◆ **SHORT TASK**: Write out exactly the lines running from the one that contains "Every instance of the white microwave" through the end of the material.

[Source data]
# # # #

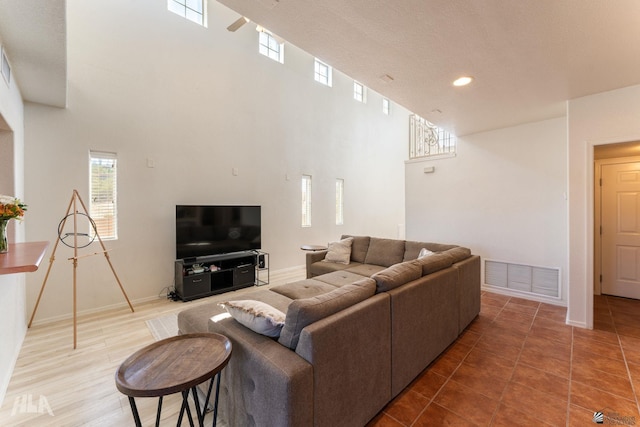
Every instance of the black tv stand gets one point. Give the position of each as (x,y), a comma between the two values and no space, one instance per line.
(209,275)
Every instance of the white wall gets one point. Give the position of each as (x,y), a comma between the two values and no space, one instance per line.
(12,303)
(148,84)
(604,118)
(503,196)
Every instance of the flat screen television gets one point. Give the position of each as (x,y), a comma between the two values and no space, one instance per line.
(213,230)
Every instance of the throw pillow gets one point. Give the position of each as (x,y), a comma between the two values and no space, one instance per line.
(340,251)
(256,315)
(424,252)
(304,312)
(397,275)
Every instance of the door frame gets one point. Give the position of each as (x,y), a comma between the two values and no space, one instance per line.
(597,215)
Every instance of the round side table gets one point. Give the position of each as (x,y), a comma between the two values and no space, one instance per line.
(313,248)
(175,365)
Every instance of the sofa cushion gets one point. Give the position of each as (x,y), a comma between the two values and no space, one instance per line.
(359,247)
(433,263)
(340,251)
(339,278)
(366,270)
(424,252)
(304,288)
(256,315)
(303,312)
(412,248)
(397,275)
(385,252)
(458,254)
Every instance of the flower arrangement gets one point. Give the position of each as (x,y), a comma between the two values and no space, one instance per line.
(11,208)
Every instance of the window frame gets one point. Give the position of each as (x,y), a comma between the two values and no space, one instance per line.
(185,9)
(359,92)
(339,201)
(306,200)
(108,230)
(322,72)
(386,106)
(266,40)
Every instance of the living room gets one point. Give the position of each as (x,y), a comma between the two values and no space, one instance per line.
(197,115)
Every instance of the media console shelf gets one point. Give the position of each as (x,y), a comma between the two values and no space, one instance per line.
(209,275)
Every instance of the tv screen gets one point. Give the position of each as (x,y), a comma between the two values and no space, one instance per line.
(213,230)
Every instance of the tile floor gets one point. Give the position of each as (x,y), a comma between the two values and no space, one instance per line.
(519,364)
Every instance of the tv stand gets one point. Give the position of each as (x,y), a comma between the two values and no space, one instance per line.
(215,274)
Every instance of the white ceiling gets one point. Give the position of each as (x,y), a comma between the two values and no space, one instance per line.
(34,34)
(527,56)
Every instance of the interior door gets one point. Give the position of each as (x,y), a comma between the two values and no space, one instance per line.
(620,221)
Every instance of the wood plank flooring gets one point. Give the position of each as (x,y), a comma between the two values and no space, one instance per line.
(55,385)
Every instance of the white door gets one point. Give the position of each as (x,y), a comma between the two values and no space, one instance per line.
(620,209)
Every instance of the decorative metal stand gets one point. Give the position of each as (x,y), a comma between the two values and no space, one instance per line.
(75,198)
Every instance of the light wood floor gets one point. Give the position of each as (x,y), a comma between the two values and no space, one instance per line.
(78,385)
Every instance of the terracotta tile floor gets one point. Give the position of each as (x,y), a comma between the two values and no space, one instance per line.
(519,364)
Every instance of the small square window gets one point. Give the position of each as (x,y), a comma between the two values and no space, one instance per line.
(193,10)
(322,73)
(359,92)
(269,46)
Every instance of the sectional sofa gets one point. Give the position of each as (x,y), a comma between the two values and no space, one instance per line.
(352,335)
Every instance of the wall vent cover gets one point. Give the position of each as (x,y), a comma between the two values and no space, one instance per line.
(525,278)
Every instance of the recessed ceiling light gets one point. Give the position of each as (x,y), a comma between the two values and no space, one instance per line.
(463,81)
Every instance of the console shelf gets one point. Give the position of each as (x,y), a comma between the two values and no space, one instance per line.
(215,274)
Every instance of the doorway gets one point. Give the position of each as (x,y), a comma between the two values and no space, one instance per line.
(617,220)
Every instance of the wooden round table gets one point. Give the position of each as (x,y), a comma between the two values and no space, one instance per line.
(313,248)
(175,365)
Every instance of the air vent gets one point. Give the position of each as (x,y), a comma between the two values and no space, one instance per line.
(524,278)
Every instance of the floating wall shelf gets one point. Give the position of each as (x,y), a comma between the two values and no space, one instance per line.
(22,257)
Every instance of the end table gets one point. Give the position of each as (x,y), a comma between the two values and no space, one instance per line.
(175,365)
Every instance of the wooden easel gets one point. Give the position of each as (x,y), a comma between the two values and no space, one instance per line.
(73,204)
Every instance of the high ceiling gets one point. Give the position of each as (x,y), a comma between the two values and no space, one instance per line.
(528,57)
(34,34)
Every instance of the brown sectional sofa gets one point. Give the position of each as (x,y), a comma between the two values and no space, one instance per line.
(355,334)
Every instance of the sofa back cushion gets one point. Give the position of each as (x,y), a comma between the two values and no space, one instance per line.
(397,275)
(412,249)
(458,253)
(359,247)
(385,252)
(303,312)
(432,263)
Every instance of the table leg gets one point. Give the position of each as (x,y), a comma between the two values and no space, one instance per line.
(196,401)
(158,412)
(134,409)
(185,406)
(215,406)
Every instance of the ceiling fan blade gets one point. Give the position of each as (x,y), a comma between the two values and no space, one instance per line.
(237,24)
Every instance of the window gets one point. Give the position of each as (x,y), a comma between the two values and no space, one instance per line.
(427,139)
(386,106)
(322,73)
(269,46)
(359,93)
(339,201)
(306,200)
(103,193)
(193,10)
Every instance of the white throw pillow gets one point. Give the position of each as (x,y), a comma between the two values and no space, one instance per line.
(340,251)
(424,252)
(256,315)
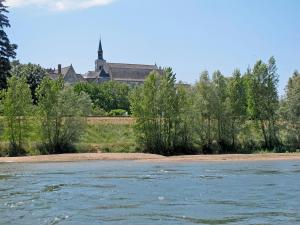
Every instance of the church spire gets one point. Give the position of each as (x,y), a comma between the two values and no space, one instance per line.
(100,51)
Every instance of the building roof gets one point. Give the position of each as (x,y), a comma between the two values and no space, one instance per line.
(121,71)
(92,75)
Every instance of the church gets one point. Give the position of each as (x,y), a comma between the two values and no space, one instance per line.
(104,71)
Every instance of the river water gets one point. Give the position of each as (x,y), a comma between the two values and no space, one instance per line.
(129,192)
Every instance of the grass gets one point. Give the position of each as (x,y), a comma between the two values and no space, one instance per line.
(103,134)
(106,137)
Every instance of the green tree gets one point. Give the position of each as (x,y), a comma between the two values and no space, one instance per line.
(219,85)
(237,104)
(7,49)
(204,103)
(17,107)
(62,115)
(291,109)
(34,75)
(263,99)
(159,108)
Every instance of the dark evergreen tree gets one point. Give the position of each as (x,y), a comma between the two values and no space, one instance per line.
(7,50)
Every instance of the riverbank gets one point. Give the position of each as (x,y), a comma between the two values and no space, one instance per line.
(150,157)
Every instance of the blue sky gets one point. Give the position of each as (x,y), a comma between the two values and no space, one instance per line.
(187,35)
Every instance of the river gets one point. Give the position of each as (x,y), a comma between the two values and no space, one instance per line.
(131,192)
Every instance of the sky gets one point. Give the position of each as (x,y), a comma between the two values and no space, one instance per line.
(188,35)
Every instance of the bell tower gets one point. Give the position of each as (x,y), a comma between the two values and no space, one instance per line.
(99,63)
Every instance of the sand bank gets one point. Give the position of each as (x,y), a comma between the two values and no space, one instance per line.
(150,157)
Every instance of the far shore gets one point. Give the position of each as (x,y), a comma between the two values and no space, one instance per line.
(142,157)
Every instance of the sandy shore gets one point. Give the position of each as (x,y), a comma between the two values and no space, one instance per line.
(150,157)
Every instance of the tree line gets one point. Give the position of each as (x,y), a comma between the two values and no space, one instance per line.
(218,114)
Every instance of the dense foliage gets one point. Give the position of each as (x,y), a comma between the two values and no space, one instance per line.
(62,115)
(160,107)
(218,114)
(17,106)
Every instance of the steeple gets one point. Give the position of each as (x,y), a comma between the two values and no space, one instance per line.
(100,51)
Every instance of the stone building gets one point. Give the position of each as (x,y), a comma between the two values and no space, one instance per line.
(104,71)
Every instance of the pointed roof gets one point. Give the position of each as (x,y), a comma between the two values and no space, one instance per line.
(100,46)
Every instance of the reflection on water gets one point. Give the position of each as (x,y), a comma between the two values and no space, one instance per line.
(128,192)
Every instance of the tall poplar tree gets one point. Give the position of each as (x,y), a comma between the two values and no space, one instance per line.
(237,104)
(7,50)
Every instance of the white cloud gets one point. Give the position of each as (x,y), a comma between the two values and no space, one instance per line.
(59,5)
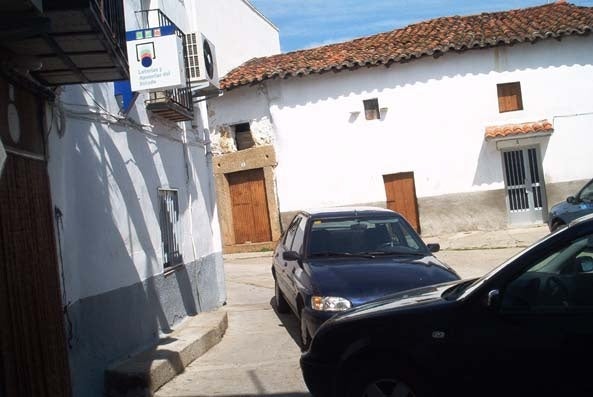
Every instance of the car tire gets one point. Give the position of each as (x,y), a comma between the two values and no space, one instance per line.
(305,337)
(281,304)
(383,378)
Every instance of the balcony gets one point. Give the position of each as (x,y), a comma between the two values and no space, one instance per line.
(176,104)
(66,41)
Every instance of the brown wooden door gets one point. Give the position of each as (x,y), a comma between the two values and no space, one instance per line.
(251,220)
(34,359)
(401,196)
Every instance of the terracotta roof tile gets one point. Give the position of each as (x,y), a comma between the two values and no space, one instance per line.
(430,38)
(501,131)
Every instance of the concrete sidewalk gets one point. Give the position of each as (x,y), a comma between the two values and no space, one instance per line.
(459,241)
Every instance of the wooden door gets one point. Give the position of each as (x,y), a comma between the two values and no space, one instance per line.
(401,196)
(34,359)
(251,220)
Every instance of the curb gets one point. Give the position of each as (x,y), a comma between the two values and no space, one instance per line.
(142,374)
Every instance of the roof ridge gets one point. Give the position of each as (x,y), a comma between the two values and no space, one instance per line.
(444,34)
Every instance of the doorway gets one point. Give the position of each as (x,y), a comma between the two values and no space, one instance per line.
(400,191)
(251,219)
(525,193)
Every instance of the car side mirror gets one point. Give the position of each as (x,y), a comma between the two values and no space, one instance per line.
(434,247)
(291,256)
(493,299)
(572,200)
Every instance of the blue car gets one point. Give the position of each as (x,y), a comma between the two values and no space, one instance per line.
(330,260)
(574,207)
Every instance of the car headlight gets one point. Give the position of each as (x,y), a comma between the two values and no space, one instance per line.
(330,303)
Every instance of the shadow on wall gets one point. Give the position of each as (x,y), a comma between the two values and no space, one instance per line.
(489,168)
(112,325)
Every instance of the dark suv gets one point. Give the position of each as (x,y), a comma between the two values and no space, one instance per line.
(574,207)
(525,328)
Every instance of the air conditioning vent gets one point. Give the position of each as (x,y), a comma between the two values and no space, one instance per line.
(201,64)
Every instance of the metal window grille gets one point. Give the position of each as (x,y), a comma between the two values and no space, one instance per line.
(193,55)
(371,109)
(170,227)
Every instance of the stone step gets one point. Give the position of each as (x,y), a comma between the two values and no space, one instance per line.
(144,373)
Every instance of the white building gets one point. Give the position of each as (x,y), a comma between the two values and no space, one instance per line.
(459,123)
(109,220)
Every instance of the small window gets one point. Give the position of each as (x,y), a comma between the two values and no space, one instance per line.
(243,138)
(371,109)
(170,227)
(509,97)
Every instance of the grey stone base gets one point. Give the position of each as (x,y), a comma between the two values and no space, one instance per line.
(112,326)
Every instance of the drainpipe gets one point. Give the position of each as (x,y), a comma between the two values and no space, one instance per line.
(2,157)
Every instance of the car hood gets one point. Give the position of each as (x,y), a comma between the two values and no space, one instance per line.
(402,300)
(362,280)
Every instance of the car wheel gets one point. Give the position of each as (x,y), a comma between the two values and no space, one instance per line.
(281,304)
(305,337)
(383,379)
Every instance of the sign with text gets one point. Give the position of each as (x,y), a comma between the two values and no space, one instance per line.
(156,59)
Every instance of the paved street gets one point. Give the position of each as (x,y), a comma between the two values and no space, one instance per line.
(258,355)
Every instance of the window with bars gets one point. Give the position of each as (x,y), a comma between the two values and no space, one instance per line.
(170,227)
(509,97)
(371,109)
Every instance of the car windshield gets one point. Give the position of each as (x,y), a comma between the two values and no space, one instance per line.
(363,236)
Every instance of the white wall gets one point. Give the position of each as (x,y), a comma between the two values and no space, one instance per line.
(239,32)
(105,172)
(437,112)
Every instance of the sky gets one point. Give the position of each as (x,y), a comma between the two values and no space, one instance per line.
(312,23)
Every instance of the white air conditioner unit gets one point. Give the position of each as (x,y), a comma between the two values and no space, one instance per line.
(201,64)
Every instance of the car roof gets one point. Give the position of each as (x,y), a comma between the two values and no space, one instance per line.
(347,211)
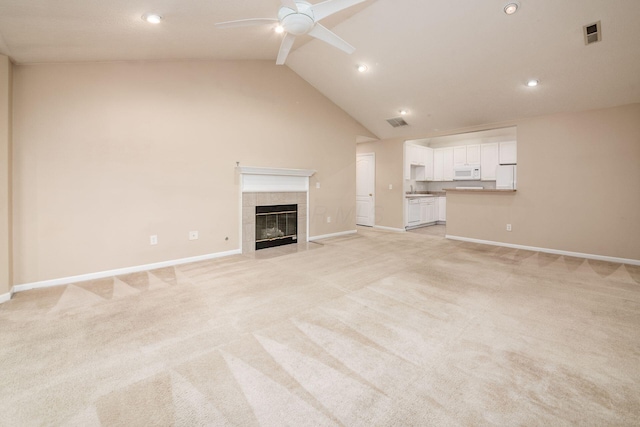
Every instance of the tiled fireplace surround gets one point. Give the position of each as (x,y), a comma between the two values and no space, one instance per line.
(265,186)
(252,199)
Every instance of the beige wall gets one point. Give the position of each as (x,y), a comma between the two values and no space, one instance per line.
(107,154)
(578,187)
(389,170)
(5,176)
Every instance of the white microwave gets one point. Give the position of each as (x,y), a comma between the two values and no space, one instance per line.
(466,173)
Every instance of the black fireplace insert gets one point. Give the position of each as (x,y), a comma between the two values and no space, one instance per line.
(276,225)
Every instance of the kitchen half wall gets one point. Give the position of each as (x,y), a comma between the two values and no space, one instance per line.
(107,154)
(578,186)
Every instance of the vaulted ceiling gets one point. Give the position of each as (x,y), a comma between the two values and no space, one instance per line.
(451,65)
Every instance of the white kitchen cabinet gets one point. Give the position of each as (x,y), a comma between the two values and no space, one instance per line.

# # # #

◆ **RESULT FOR THIS EXERCISE**:
Every instance of the white microwave gets one point. Give the position of each as (x,y), a comma between the two values and no space, one instance per line.
(466,173)
Every instance of the black fireplace insert gets one point. Give the position of each as (x,y), a comma between the two values and no space, one instance per line.
(276,225)
Every instance of the kitchen half wall gets one point. Give the position of each as (x,y), a comma between the two values and no space, one instance per line.
(107,154)
(578,186)
Every instance of the vaulted ceiling gets one point. Give the position of each as (x,y), a comma between the two values and no space, one instance per line.
(451,65)
Every instance of the white kitchen cabinet gets one point. Give the position of each as (x,y), a comma between the two values and no space, one instance per line.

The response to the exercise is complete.